Exercise data Start Marker

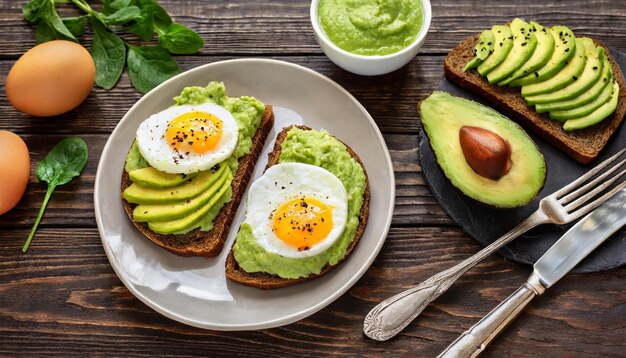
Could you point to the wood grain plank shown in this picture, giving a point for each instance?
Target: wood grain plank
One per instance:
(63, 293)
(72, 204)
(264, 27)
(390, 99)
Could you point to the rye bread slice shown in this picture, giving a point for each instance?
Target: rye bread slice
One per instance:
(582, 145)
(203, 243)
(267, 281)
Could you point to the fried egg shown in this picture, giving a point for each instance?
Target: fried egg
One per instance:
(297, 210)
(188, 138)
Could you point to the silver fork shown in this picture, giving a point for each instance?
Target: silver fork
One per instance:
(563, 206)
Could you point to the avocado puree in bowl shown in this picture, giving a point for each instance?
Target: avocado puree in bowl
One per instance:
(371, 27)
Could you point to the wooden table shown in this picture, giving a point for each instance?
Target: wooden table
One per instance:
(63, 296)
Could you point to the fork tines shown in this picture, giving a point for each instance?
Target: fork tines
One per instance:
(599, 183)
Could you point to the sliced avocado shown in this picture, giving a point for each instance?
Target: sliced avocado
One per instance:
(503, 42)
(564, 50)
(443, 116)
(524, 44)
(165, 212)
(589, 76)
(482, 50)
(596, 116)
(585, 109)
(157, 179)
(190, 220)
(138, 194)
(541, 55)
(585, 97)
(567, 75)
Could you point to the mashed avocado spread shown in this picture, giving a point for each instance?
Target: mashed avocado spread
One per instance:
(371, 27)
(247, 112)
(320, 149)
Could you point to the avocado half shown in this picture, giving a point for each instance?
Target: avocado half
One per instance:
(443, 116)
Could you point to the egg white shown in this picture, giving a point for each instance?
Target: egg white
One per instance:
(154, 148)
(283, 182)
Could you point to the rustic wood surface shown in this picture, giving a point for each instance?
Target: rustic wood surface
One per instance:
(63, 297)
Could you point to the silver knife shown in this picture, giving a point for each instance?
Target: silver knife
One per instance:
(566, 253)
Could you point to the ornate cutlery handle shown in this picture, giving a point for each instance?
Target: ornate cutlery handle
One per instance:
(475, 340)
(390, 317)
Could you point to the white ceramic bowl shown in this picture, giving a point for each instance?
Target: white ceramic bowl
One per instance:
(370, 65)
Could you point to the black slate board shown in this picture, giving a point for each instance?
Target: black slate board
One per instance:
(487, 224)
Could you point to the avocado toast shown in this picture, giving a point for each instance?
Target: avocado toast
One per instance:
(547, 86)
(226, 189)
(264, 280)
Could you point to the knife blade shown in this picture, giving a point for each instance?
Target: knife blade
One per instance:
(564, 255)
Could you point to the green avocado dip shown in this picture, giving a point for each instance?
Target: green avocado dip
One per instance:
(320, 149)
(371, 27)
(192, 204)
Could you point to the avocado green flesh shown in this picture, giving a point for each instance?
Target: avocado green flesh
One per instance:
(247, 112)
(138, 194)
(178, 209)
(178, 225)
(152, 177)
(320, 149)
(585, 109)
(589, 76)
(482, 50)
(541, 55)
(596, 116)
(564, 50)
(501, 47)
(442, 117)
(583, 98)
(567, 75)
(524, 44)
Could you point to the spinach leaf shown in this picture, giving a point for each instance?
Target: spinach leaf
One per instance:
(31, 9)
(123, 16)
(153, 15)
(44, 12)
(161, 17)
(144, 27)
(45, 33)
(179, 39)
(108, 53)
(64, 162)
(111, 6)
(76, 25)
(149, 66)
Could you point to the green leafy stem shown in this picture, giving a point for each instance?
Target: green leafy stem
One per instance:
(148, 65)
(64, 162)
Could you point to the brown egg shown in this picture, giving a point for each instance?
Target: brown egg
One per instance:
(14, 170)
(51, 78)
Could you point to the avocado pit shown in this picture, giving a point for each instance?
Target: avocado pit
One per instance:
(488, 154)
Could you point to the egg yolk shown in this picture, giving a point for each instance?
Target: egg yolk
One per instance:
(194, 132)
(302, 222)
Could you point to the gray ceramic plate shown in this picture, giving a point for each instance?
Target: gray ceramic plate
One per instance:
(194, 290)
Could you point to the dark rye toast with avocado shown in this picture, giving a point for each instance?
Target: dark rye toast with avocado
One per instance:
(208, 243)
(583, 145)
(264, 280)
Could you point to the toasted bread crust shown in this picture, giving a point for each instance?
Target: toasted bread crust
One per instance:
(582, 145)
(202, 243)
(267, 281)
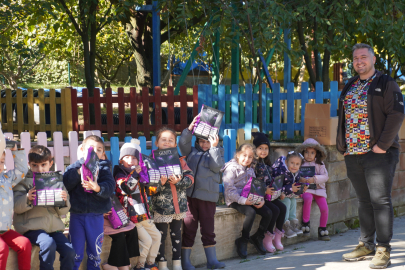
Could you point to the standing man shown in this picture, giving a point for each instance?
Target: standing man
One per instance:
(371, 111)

Exercise data End Marker
Exercise data Start Marker

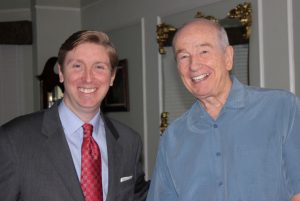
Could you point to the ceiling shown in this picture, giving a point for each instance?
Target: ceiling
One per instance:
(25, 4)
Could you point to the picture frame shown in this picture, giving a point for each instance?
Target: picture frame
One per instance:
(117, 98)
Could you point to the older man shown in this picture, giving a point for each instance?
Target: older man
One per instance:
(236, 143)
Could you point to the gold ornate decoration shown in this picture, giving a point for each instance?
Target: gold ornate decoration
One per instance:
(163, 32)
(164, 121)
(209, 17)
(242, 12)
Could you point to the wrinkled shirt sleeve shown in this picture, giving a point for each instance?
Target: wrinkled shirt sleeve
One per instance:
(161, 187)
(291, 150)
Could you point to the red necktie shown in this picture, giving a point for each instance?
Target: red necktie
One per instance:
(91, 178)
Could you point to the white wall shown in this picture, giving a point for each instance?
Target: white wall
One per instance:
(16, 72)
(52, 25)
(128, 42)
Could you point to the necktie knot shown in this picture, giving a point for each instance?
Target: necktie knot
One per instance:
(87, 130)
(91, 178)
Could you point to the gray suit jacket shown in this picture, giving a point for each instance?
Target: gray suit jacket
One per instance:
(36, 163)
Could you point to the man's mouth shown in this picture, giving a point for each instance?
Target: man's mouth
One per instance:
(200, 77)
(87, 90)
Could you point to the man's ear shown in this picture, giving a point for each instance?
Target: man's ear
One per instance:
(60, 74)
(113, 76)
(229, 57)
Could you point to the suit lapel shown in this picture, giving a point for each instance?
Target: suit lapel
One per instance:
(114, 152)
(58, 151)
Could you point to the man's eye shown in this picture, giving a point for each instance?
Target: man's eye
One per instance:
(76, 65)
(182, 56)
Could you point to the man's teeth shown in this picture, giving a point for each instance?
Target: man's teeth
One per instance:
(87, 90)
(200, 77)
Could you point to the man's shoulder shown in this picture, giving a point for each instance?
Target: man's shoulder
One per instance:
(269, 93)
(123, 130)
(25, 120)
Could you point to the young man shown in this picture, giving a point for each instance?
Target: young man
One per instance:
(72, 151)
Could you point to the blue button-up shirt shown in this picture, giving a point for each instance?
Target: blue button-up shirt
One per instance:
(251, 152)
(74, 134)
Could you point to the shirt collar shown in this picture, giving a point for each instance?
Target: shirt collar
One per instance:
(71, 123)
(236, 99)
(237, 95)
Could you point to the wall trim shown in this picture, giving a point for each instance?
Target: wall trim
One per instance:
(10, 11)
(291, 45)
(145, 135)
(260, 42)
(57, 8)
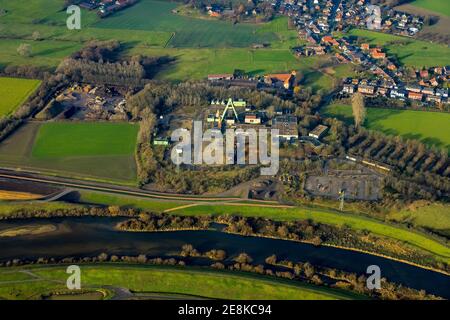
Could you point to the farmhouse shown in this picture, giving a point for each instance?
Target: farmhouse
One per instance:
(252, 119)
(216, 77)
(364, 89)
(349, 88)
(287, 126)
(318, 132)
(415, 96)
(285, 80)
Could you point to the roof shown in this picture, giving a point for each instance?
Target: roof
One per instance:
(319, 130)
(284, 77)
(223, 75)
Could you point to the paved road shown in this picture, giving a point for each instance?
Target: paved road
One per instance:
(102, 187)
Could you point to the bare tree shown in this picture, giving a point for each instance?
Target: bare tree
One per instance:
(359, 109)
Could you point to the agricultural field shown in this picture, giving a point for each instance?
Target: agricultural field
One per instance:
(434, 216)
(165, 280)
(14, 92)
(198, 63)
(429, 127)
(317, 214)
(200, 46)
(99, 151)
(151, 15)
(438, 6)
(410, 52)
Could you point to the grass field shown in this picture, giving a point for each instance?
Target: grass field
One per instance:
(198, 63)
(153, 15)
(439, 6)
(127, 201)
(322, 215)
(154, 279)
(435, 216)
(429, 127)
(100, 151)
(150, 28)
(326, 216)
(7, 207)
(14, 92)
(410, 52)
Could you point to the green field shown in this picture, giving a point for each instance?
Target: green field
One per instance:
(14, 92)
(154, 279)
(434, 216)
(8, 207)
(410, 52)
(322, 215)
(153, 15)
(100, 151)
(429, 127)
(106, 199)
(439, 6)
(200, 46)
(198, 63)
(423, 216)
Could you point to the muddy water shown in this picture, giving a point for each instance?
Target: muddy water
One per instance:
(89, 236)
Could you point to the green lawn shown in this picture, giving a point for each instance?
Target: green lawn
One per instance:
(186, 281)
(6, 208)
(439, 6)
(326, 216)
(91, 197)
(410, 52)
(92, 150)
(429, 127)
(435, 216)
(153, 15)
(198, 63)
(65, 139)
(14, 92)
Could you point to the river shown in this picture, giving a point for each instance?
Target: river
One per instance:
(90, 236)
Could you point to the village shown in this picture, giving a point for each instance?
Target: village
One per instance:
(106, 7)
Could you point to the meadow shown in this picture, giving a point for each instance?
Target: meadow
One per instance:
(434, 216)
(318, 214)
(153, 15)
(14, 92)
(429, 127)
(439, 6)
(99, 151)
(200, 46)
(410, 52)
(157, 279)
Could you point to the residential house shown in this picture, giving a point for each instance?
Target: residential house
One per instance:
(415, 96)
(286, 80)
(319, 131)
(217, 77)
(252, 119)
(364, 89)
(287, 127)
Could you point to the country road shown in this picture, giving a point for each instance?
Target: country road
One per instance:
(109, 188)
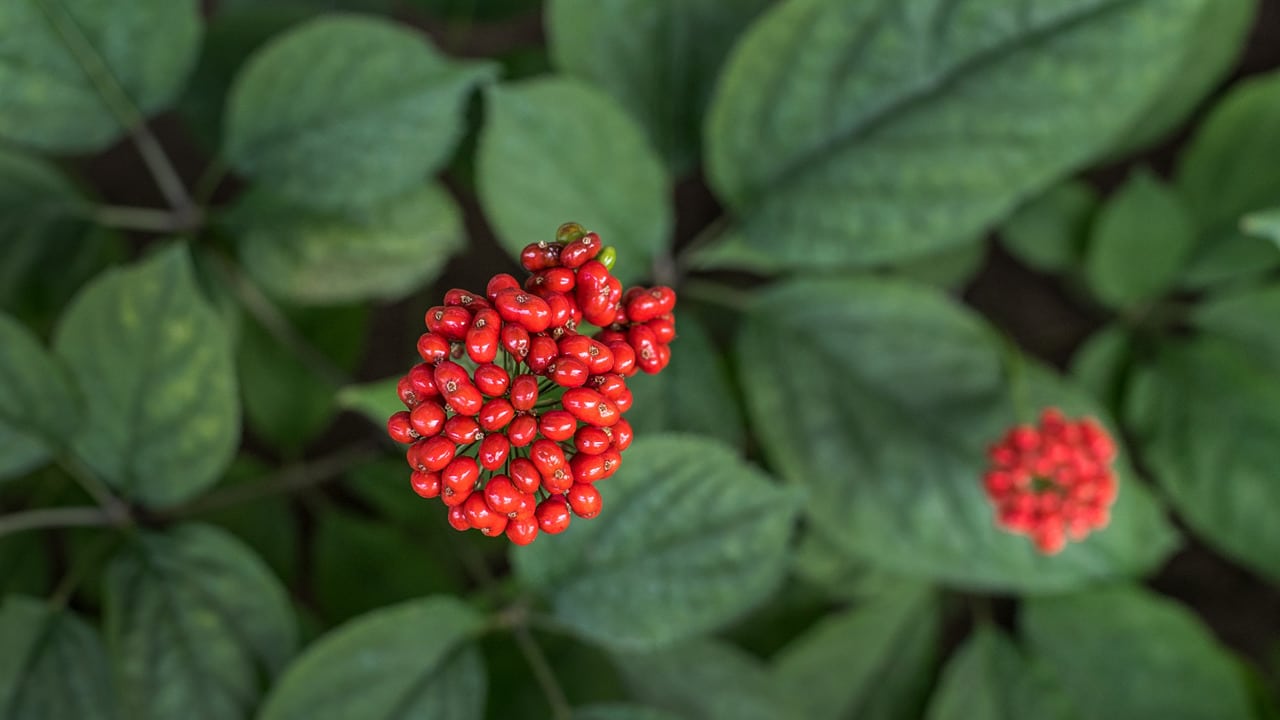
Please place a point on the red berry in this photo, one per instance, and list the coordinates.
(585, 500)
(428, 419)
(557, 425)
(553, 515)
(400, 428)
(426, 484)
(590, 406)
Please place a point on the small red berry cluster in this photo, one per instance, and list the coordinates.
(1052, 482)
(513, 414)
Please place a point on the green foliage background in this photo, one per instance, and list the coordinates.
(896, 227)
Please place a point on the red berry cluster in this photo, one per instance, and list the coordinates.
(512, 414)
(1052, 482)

Exercise data End Marker
Exercise data Start Marker

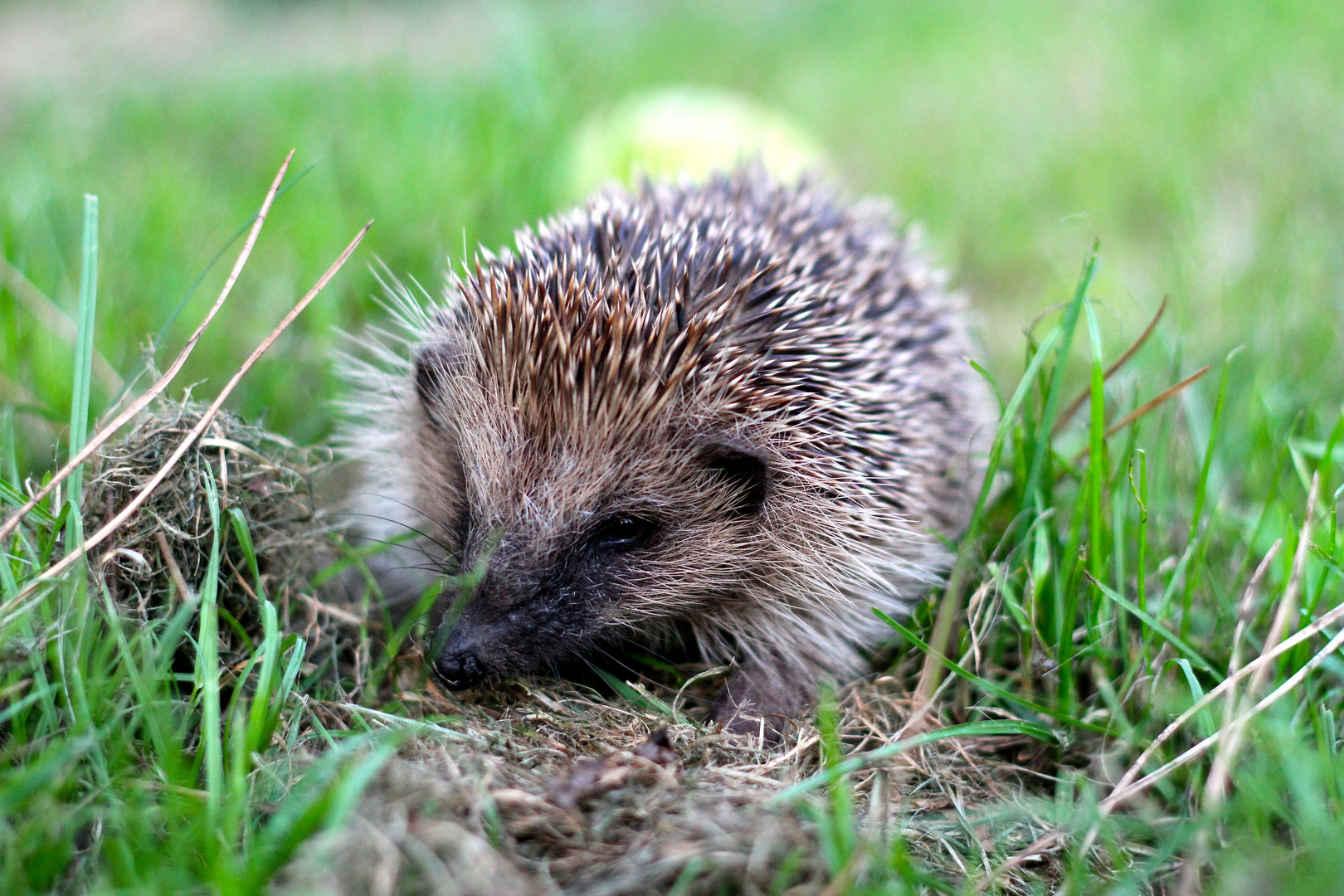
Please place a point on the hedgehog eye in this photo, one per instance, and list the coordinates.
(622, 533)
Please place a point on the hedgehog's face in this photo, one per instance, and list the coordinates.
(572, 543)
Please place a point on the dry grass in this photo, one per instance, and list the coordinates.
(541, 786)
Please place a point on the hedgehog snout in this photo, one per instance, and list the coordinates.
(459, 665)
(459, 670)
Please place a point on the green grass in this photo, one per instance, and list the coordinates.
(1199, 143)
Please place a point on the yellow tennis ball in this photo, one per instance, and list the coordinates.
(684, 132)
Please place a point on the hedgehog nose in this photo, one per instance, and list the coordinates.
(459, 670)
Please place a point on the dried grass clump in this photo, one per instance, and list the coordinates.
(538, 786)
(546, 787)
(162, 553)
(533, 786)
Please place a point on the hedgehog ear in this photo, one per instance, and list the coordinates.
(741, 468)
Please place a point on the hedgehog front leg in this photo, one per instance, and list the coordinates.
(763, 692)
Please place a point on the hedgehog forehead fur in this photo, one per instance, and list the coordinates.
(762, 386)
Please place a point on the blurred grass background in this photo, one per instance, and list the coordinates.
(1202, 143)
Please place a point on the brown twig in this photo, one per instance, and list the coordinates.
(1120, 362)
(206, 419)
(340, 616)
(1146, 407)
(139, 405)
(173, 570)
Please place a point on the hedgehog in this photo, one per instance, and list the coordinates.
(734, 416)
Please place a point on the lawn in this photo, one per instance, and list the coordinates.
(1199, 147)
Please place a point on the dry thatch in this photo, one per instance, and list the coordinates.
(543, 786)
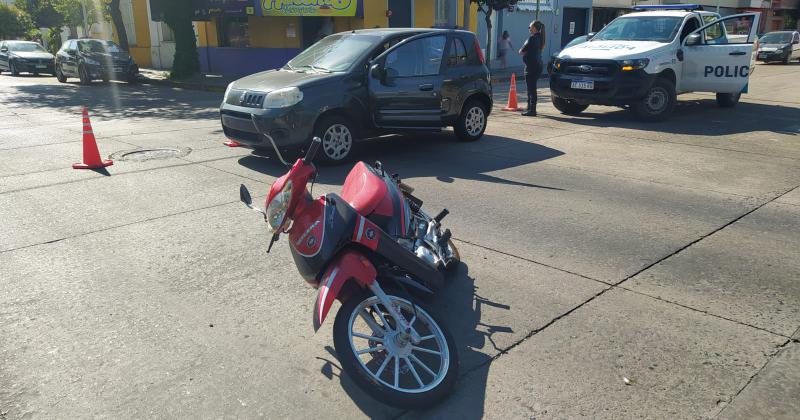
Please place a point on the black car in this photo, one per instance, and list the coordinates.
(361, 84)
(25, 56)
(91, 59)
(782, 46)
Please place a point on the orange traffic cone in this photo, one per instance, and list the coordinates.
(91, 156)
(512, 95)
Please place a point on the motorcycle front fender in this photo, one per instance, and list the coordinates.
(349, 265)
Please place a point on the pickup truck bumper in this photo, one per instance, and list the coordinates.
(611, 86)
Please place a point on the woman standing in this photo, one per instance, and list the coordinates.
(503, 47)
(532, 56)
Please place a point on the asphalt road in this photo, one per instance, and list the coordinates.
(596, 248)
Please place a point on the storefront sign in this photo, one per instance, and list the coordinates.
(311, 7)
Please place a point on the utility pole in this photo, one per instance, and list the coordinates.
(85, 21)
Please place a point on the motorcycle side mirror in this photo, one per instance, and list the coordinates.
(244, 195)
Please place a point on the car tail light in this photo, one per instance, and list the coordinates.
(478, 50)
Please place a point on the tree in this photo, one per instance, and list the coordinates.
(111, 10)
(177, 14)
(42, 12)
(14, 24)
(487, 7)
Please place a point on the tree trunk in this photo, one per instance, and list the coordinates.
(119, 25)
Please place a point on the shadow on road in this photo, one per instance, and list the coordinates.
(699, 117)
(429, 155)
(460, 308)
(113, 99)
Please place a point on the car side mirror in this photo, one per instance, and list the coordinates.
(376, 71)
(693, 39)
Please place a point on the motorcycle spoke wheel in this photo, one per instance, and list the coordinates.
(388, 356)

Exercise data End Marker

__Task goal__:
Scan the lines above for "river" and state how many match, nothing more.

__Written answer__:
2